───── SUPPLIED MATERIAL

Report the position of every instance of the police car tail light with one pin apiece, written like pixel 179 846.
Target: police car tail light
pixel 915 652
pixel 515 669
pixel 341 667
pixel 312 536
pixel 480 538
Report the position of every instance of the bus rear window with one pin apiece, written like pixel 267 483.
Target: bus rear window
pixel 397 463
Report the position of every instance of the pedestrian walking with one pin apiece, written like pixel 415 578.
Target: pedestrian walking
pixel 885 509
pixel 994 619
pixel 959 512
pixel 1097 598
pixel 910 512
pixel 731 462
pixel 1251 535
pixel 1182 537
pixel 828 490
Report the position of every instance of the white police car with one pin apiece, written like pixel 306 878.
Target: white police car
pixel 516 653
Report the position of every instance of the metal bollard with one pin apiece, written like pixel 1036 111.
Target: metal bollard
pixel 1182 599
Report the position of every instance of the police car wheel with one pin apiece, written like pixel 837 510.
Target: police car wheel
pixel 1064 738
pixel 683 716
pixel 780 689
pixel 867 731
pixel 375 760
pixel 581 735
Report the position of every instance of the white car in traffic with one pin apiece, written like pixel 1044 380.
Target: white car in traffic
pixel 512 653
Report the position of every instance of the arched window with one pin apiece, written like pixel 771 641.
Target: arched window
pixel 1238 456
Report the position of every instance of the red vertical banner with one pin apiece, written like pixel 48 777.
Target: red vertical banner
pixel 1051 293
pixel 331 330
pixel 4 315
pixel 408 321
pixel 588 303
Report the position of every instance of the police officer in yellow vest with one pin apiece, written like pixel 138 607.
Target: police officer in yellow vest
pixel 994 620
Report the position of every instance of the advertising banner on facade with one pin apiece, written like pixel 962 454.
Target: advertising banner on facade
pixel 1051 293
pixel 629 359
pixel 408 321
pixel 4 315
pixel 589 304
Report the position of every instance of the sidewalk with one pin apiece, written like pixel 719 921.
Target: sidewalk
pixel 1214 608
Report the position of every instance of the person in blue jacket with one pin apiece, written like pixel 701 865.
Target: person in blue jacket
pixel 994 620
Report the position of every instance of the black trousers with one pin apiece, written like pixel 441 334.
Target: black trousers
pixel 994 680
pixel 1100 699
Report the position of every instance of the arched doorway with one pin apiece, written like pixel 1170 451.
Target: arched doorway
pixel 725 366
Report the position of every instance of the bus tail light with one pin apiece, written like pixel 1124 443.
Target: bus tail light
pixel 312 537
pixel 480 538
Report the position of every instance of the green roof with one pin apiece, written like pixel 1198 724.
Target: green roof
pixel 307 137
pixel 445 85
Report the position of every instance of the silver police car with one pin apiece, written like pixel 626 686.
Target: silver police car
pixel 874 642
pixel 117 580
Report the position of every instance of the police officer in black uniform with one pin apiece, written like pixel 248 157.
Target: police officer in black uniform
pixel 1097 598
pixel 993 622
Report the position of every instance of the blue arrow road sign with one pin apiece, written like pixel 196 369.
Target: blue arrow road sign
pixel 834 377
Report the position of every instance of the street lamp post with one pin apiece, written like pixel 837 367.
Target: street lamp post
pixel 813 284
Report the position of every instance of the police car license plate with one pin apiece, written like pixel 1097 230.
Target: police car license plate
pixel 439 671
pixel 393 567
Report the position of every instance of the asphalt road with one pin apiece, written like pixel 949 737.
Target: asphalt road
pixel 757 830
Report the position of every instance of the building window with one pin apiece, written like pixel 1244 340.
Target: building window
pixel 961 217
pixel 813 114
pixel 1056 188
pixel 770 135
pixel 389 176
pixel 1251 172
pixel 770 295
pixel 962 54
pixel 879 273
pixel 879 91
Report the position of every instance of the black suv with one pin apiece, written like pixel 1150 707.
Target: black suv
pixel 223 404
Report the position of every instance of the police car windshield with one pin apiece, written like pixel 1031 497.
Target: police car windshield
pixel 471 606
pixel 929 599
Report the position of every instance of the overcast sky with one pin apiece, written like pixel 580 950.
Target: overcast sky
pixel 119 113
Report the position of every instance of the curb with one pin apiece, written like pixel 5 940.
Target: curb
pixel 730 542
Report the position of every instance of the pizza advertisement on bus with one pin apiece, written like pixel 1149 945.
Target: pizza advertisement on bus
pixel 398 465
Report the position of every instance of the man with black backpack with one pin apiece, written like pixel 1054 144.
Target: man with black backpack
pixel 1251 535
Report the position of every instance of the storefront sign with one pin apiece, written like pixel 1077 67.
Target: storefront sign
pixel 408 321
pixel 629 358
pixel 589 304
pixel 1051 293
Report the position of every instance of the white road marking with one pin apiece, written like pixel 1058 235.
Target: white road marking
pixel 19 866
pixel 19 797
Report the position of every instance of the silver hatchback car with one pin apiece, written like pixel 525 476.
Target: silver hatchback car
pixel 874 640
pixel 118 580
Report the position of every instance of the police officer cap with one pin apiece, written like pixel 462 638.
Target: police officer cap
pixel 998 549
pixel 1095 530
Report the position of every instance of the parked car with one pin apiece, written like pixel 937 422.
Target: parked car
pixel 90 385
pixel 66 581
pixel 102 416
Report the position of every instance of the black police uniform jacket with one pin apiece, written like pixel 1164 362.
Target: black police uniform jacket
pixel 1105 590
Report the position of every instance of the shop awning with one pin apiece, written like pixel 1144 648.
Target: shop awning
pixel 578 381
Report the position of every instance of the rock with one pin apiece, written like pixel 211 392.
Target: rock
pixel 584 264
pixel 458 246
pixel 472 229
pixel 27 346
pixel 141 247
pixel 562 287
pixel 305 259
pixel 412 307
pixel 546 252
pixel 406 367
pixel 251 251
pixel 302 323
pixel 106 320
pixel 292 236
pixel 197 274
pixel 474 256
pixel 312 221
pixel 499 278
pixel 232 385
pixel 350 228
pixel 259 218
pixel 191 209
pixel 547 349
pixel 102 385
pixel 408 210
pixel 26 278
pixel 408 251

──────────

- _REQUIREMENTS_
Convert the stretch of the records from the first line through the line containing "pixel 1238 456" into a Markdown table. Use two columns, Number and Text, giving each line a row number and skipping any blank lines.

- _EXERCISE SOLUTION_
| Number | Text |
|---|---|
| 1 | Report the position of every instance of the police car tail light with one pin apiece, written like pixel 179 846. |
| 2 | Target: police car tail light |
| 3 | pixel 915 652 |
| 4 | pixel 515 669 |
| 5 | pixel 341 667 |
| 6 | pixel 312 536 |
| 7 | pixel 480 538 |
| 8 | Report the position of every instance of the bus rear window with one pin apiece, written like pixel 267 483. |
| 9 | Target: bus rear window |
| 10 | pixel 397 463 |
| 11 | Report the position of every instance of the pedestrian walking with one pin apiece, written like pixel 415 578. |
| 12 | Target: pedestrian walking |
| 13 | pixel 885 509 |
| 14 | pixel 994 619 |
| 15 | pixel 959 512 |
| 16 | pixel 1097 598 |
| 17 | pixel 910 512 |
| 18 | pixel 731 462 |
| 19 | pixel 1251 535 |
| 20 | pixel 1182 537 |
| 21 | pixel 828 490 |
| 22 | Report the position of every instance of the white police car with one pin apiece, written like pixel 306 878. |
| 23 | Target: white police car |
| 24 | pixel 516 653 |
| 25 | Report the position of every instance of the metal bollard with one pin apiece, written like pixel 1036 111. |
| 26 | Target: metal bollard |
| 27 | pixel 1182 599 |
| 28 | Report the position of every instance of the police car wheel with one pin apiece, written like pixel 837 510. |
| 29 | Target: police car wheel |
| 30 | pixel 1064 738 |
| 31 | pixel 683 716 |
| 32 | pixel 780 689 |
| 33 | pixel 867 731 |
| 34 | pixel 375 760 |
| 35 | pixel 581 735 |
| 36 | Report the position of every instance of the white car in traffic with one pin apiece, written like pixel 1044 380. |
| 37 | Target: white car in traffic |
| 38 | pixel 512 653 |
| 39 | Report the position of every instance of the arched window with one pin apiece, written like pixel 771 641. |
| 40 | Target: arched window |
| 41 | pixel 1238 456 |